[start of Text provided]

Increase in Error in SRN

Mon Apr 6 15:42:45 EDT 1992

The following summary and clarification of the further comments on
increased error for recurrent networks might be helpful:

There are three possible sources of an increase in error:

1. The approximation introduced in online learning by considering only
one example at a time.

This method of gradient approximation clearly should be paired with an
infinitesimal step size algorithm, since long range extrapolations (as
in variable step size algorithms) would lead to too large a change in
the model based on insufficient data; this would destabilize learning.

2. The approximation in the gradient computation for a recurrent
network by truncating the backward recursion.

Here, the computation of the full gradient by backpropagation-in-time
is no more expensive that the truncated version; it requires only that
the activation history for a token be recorded, and the gradient
information accumulated in a right-to-left pass in the analogous way
to the top-bottom pass in normal backprop.  Thus, the approximation is
unnecessary. A forward form of the complete gradient is more complex
computationally; (see Barak Pearlmutter, Two New Learning Procedures
for Recurrent Networks, Neural Network Review, v3, pp 99-101, 1990).

3. The use of a fixed step-size algorithm, which is known to be
unstable.

This is where a line-search, or golden section search, or other method
can be used to control the descent of the error.

So, roughly the situation is that fixed step-sized methods can be used
with gradient approximation methods with the possibility that the
error can increase. Variable step size methods can be used with
complete gradient methods, in which case the error is guaranteed to be
monotonically decreasing.

[end of Text provided]
[start of Dataset rows]

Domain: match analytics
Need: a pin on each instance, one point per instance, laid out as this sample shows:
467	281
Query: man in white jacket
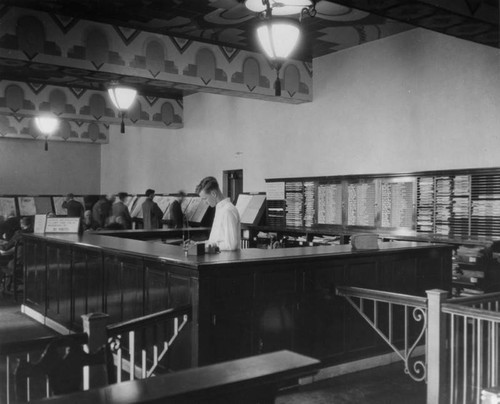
226	229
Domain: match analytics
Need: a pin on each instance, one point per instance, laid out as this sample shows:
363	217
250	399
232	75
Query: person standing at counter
176	215
120	211
74	208
101	211
226	229
151	212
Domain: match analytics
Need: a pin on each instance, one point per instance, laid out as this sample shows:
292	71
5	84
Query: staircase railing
461	338
140	347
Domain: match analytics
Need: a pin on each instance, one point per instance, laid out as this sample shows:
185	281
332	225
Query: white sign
62	225
40	221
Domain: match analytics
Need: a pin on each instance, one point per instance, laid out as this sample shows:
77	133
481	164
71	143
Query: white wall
66	167
413	102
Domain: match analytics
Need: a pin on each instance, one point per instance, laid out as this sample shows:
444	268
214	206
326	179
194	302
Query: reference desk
244	302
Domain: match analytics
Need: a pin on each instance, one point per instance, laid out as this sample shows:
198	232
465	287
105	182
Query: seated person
226	231
16	262
88	223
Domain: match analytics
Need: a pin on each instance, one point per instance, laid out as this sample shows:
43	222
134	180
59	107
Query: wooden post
94	324
436	343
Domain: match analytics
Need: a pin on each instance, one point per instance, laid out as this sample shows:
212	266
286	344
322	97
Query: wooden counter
244	302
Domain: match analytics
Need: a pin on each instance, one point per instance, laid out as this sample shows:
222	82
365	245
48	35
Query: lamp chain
123	124
277	82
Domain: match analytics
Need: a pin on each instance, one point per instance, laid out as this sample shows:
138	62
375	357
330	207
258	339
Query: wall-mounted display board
8	207
196	215
43	204
455	204
251	208
163	202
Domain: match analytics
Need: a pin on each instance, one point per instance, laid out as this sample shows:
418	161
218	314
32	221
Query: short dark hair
207	184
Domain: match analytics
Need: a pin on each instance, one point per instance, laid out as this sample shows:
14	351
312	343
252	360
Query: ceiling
336	26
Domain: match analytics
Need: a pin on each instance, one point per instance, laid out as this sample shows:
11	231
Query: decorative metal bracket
416	369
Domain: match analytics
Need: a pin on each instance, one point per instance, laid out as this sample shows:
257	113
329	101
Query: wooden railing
140	345
138	348
256	379
461	336
473	356
12	353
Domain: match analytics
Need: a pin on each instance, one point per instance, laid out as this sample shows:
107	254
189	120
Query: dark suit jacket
176	215
151	214
120	209
74	208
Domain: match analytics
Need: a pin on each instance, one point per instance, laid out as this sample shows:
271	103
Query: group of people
106	213
111	212
11	252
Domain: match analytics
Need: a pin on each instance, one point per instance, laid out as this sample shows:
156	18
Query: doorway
232	184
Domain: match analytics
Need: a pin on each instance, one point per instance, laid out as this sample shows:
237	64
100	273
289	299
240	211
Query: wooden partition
244	302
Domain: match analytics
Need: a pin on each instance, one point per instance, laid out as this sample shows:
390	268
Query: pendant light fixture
48	126
278	37
122	98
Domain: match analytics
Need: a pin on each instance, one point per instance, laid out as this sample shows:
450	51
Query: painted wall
66	167
416	101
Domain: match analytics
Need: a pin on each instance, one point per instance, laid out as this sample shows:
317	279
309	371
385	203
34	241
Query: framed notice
62	225
40	222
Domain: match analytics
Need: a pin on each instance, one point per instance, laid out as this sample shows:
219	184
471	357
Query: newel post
94	324
436	345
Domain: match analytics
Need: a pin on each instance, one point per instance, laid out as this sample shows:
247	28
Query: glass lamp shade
122	97
47	124
283	7
278	38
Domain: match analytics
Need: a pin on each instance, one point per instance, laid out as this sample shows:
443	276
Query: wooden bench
255	379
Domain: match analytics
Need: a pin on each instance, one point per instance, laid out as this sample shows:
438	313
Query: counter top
175	254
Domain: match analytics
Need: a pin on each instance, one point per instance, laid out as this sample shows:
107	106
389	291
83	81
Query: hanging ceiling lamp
278	37
122	98
48	126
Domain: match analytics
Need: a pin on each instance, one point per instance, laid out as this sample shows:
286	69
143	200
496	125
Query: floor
382	385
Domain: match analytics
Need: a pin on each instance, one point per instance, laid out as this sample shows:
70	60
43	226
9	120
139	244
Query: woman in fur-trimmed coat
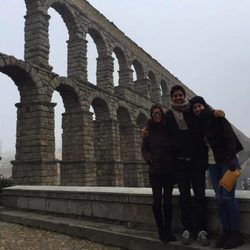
156	151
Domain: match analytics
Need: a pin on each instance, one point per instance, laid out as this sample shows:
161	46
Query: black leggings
162	187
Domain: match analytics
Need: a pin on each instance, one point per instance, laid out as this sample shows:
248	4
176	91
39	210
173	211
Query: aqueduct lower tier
101	151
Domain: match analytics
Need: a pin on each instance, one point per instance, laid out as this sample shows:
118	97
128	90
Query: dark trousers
192	174
162	188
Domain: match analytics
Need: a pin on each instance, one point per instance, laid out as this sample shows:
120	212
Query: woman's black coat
156	149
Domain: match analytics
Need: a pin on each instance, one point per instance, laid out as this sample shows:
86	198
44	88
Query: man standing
189	165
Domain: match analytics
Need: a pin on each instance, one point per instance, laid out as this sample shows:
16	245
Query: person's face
178	97
157	115
198	108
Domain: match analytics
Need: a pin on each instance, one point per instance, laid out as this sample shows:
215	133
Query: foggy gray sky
206	44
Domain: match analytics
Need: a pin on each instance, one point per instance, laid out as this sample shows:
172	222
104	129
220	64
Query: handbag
229	178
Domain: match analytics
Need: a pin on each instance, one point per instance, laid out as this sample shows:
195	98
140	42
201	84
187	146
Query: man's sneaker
186	238
202	238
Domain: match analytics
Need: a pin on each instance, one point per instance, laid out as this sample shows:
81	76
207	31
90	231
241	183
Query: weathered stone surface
101	149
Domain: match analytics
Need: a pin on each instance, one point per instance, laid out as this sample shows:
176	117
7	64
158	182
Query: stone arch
138	69
68	16
24	76
98	40
69	91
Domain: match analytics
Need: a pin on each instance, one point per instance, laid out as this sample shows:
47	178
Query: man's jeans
228	208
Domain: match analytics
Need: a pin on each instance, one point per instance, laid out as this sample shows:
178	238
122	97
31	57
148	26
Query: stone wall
104	150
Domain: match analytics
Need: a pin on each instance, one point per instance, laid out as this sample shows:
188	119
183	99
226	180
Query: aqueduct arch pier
104	151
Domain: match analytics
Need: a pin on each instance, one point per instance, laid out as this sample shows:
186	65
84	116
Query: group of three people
179	146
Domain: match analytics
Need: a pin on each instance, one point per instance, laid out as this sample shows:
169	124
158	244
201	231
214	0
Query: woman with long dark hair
156	151
222	148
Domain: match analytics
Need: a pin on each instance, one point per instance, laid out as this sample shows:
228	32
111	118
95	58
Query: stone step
98	231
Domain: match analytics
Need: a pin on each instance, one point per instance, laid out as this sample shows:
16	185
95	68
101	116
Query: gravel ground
17	237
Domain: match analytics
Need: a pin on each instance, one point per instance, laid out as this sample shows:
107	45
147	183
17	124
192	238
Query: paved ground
17	237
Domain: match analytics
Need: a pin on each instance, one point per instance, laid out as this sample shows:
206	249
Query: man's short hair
177	87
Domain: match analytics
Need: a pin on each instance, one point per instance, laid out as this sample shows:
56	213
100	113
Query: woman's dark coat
222	139
156	149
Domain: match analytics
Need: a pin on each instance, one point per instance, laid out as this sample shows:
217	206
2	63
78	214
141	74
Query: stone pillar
78	167
143	87
104	76
156	93
35	162
126	78
107	153
166	100
133	167
36	48
77	58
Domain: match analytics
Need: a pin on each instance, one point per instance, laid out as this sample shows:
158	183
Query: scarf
178	110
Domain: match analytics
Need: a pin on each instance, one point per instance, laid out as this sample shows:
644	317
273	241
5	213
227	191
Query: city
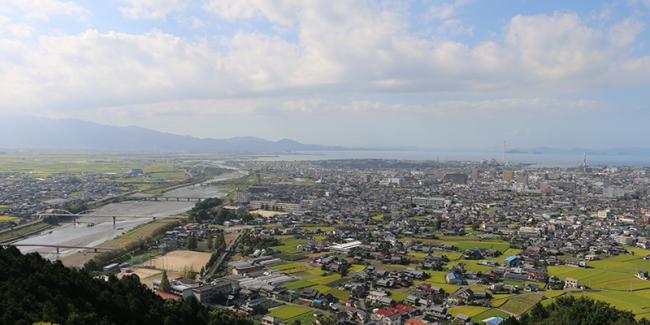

[end of Dataset rows]

> _Goal 1_
In the post on increased error in recurrent networks, what is guaranteed when variable step size methods are paired with complete gradient methods?
> _Goal 2_
Pull out every line of the listing that contains the string "white".

> _Correct response 1_
The error is guaranteed to be monotonically decreasing.

> _Correct response 2_
Query: man in white jacket
Query: white sign
Query: white wall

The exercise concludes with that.